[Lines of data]
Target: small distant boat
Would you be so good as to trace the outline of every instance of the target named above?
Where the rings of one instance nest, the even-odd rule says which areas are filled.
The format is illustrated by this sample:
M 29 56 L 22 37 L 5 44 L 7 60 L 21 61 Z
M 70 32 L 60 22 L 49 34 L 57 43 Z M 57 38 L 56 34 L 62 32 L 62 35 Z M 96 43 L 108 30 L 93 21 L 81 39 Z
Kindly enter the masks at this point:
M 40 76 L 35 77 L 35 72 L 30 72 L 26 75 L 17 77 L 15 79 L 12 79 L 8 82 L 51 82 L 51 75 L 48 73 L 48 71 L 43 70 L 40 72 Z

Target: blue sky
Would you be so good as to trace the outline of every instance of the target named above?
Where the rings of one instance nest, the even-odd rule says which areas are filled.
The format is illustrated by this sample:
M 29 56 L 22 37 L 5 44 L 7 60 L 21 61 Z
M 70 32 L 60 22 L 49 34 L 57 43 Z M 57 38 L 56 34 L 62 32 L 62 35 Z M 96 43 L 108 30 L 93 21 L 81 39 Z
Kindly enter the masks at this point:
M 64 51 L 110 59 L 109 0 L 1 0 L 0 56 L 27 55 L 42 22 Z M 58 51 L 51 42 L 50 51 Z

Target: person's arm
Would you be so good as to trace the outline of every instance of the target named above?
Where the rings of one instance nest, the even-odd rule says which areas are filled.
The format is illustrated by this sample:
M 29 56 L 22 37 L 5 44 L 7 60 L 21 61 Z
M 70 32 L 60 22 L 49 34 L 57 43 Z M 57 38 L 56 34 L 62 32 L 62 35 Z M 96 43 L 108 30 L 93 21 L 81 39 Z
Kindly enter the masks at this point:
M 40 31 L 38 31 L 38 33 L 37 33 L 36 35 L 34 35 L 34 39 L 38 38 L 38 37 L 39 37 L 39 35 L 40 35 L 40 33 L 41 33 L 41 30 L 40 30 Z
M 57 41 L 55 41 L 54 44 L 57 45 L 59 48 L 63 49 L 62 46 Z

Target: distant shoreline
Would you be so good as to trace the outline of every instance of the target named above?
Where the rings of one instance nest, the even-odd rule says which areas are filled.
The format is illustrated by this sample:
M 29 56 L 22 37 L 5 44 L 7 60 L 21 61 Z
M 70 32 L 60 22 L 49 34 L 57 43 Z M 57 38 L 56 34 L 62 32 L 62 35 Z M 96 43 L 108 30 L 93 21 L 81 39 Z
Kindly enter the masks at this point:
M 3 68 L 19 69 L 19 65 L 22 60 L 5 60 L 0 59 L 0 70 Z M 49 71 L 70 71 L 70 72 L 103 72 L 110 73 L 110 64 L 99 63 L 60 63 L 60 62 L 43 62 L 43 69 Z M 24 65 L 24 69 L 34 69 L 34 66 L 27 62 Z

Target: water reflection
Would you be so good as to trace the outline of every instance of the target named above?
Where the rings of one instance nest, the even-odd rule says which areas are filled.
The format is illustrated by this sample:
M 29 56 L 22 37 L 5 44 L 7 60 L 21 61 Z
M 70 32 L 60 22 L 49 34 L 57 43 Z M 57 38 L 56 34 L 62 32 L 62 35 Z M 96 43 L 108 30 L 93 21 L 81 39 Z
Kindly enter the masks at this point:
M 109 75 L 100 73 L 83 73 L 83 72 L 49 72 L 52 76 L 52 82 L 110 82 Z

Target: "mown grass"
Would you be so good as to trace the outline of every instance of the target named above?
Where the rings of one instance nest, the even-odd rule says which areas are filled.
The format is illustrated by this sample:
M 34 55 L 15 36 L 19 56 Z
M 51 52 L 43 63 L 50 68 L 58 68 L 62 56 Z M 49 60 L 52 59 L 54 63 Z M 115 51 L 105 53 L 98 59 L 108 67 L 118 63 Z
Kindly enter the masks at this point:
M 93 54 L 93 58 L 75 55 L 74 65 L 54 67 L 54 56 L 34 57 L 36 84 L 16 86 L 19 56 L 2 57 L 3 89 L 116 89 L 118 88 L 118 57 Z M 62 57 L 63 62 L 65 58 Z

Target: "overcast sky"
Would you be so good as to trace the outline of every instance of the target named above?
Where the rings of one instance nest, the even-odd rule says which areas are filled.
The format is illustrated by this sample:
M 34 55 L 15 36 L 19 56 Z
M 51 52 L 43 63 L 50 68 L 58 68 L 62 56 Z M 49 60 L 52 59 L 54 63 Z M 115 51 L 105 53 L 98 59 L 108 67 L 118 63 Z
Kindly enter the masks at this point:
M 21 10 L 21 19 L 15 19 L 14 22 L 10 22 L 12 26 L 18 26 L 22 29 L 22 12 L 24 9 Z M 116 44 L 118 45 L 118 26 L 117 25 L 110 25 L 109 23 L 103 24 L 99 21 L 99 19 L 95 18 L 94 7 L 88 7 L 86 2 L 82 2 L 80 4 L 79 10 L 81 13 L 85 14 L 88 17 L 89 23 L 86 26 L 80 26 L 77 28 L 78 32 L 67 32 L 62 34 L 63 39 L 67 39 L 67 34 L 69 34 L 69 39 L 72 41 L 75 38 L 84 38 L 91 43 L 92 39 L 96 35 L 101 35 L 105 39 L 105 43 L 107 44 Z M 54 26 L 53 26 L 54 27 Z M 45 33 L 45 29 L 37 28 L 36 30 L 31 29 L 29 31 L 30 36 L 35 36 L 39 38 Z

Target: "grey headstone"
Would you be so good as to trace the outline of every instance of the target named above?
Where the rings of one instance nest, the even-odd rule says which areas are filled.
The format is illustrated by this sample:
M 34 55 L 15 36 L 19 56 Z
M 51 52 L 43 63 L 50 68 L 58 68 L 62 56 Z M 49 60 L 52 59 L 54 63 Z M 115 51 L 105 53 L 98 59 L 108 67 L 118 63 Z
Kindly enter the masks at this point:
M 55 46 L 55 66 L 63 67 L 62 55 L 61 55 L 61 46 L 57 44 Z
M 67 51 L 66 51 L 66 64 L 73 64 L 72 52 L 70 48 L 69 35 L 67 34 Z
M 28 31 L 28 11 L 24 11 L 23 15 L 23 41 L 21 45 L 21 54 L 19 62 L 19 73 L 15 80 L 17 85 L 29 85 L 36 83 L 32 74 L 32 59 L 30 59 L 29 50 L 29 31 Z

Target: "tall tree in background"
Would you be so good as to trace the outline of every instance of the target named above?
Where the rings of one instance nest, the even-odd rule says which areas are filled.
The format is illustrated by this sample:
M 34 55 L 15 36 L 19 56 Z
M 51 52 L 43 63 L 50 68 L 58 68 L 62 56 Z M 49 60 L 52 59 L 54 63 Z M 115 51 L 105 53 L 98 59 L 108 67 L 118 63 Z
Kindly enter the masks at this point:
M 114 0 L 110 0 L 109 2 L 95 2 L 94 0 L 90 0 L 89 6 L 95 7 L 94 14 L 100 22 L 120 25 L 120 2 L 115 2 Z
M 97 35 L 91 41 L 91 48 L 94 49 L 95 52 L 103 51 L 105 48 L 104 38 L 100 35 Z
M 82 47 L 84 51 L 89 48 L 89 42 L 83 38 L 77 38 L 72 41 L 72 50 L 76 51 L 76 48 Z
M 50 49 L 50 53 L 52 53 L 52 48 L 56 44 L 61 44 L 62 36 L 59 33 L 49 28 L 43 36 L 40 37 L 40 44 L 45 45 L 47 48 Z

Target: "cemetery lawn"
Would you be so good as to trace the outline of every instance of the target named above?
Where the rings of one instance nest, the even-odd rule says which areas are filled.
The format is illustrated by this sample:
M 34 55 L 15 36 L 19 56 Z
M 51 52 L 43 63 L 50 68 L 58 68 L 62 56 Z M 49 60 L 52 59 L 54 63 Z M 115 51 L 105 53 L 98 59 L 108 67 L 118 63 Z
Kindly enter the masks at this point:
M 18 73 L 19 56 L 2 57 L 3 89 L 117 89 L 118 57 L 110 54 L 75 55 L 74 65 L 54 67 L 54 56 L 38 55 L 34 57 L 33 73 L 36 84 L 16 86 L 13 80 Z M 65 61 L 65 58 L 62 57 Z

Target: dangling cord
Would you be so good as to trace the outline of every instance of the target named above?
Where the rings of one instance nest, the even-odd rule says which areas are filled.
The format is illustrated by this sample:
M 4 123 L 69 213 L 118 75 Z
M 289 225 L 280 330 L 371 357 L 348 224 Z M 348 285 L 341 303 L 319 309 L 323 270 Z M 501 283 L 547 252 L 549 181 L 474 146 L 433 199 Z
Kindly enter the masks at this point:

● **Stated goal**: Reproduce the entries from their first line through the line containing "M 40 76 L 35", including both of those lines.

● **Response to the task**:
Target: small distant boat
Would you be so good as to trace the outline of every instance of the target named above?
Where the rings of one instance nest, the even-odd rule says which areas are filled.
The format is illustrated by this sample:
M 29 56 L 22 37 L 5 44 L 7 60 L 21 61 Z
M 70 32 L 60 22 L 49 34 L 57 43 Z M 57 38 L 56 34 L 62 32 L 62 35 Z M 96 43 L 108 30 L 93 21 L 81 39 Z
Kindly enter the masks at this point:
M 40 76 L 35 77 L 35 72 L 30 72 L 26 75 L 17 77 L 15 79 L 12 79 L 8 82 L 51 82 L 51 75 L 48 73 L 48 71 L 43 70 L 40 72 Z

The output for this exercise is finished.